_Exercise requirements_: Go through the data below and report how many lines contain "front"; the reply holds only that number.

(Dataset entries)
+ + + + + + +
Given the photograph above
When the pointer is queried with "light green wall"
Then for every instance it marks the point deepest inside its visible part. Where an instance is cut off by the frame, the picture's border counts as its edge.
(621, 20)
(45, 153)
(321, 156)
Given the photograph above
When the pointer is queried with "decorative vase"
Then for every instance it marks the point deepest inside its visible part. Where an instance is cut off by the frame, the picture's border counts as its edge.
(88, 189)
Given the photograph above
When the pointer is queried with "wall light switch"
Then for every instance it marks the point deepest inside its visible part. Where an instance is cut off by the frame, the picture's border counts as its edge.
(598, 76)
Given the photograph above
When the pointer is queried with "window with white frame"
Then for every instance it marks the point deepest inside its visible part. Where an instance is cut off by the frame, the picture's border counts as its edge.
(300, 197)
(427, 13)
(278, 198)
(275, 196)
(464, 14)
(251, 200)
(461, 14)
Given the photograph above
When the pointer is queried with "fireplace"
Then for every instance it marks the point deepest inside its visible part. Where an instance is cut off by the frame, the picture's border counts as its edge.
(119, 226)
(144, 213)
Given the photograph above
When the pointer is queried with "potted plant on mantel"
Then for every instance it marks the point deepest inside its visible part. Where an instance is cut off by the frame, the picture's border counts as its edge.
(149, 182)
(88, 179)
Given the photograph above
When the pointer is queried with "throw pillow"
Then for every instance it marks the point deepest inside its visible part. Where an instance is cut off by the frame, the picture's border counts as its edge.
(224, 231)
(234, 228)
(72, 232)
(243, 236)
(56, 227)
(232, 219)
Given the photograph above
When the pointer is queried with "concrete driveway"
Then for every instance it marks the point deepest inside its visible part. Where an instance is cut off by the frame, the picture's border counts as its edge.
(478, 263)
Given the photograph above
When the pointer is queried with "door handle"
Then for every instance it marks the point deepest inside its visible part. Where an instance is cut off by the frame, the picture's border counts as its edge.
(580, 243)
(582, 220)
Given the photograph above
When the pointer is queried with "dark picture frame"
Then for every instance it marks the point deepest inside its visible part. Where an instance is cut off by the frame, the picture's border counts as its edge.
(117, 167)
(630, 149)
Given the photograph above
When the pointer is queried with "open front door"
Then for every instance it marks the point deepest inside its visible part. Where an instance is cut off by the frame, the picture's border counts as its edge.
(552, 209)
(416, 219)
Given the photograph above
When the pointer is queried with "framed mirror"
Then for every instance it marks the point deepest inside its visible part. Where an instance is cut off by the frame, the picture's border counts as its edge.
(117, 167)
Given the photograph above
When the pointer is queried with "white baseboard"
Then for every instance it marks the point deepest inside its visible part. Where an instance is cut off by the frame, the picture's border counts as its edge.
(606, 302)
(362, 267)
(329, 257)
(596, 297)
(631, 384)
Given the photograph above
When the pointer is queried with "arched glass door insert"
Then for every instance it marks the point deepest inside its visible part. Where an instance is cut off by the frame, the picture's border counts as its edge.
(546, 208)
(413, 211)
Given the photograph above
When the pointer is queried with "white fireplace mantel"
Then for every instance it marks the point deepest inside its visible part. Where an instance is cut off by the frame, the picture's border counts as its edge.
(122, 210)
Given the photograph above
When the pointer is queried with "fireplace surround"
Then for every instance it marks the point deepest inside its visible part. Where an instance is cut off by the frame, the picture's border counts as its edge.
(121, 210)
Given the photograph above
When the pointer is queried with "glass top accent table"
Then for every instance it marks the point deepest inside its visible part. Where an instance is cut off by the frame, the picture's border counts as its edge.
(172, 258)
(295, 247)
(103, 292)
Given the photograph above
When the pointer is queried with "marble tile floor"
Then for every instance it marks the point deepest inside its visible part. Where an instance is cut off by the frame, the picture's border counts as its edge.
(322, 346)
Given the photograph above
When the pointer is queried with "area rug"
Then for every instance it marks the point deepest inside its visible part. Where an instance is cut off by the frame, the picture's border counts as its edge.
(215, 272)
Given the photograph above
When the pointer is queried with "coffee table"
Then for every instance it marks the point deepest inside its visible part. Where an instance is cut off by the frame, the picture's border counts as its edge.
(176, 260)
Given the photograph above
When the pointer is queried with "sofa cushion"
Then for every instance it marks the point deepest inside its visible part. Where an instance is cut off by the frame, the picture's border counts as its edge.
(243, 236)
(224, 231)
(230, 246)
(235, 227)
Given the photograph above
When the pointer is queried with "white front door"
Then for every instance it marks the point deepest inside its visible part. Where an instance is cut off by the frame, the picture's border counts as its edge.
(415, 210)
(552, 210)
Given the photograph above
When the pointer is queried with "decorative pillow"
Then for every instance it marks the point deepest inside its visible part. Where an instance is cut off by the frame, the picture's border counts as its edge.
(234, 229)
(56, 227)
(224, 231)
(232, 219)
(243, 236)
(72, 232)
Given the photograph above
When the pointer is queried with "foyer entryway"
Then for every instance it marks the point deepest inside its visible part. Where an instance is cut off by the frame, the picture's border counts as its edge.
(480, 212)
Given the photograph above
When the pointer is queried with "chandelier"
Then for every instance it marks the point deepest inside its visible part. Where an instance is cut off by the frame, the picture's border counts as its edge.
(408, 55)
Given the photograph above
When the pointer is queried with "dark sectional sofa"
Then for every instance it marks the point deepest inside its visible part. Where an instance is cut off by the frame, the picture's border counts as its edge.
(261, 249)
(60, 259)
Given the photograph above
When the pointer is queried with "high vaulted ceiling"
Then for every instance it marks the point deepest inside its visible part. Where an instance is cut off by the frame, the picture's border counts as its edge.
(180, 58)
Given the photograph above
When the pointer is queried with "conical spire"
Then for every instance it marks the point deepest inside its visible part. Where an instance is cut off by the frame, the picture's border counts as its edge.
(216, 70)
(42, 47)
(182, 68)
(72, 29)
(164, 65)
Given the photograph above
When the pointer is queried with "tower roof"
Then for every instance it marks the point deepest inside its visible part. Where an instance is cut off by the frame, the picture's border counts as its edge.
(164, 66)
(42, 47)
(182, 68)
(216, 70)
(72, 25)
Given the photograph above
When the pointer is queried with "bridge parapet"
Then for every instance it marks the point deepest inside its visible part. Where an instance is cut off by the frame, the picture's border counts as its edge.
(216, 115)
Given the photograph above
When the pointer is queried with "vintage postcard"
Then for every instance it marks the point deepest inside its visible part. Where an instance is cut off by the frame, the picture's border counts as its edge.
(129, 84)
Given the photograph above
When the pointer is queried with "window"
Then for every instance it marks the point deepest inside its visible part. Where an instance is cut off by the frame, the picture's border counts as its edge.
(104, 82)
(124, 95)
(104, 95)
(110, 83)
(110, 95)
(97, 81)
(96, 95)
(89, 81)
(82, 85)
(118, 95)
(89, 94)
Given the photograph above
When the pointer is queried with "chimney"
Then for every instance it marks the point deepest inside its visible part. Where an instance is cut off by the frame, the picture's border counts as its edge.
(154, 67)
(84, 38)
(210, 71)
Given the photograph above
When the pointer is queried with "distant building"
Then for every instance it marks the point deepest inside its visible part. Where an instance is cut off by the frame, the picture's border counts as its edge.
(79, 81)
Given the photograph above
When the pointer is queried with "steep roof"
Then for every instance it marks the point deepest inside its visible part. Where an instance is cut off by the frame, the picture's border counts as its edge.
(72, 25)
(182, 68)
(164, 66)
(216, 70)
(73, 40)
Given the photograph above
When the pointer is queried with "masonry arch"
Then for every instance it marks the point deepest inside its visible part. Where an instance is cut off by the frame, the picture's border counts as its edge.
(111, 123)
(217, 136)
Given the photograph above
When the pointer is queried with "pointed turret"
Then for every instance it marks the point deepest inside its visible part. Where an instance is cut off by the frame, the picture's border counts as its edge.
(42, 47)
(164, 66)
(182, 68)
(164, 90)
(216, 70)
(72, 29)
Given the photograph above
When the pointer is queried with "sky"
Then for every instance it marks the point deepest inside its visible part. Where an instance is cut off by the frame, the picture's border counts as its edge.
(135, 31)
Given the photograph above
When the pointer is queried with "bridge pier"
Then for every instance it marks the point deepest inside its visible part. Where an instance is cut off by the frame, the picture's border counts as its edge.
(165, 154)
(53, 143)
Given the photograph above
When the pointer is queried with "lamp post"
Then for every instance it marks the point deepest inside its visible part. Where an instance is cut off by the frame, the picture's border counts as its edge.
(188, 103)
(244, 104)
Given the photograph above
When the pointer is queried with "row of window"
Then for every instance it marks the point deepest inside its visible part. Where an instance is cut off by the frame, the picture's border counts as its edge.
+ + + + + + +
_Response to the task_: 2